··· Data supplied ···
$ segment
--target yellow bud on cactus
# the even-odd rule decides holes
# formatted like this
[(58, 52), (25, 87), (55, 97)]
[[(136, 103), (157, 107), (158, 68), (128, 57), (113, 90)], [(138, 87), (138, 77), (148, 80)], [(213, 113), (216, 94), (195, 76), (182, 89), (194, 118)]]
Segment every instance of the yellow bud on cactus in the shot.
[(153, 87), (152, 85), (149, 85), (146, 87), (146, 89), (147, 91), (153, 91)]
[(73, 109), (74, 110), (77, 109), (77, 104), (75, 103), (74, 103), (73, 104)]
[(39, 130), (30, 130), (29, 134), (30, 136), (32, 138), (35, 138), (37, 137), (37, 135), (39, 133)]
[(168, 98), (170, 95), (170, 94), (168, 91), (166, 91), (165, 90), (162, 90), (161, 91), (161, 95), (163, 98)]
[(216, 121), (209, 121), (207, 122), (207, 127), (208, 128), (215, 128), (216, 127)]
···
··· Data supplied ···
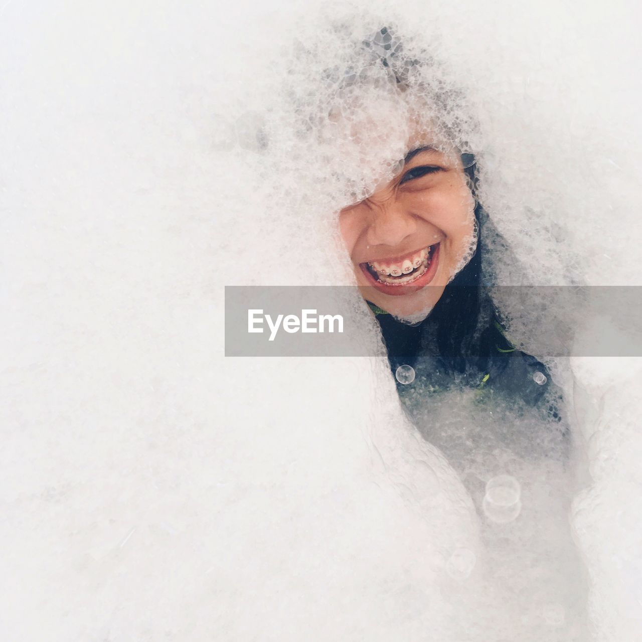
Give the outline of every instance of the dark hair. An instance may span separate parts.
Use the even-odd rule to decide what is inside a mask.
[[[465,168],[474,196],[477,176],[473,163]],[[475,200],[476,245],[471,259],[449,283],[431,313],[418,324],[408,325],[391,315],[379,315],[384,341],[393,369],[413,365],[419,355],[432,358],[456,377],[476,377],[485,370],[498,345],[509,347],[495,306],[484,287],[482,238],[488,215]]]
···
··· Data supplied ···
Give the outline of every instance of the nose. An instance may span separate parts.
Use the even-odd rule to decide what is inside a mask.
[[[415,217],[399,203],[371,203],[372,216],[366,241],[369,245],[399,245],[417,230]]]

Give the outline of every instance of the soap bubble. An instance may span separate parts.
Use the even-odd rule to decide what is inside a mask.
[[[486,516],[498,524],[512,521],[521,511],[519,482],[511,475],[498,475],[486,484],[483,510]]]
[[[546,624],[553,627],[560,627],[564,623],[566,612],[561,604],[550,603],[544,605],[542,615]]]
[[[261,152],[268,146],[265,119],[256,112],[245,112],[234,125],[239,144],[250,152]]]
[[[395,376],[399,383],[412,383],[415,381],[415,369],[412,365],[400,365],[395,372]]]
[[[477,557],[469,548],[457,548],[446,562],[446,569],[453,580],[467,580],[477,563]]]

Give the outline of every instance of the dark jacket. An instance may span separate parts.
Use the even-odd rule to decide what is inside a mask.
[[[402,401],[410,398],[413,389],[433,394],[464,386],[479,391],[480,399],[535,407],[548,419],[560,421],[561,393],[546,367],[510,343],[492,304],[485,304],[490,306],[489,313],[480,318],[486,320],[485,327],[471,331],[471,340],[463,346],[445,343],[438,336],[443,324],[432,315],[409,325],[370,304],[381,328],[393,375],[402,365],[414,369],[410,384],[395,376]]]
···
- [The exercise] Pull out every line of the items above that contains the string "outline". Case counts.

- [Answer in full]
Give the outline of every instance of the dark hair. An instance may span separate parts.
Give the outline of every instance of the nose. An instance may span separate parts.
Give the outline of every instance of the soap bubble. An instance may span separate parts.
Give the outline of every instance of the dark jacket. An instance may span separate parts.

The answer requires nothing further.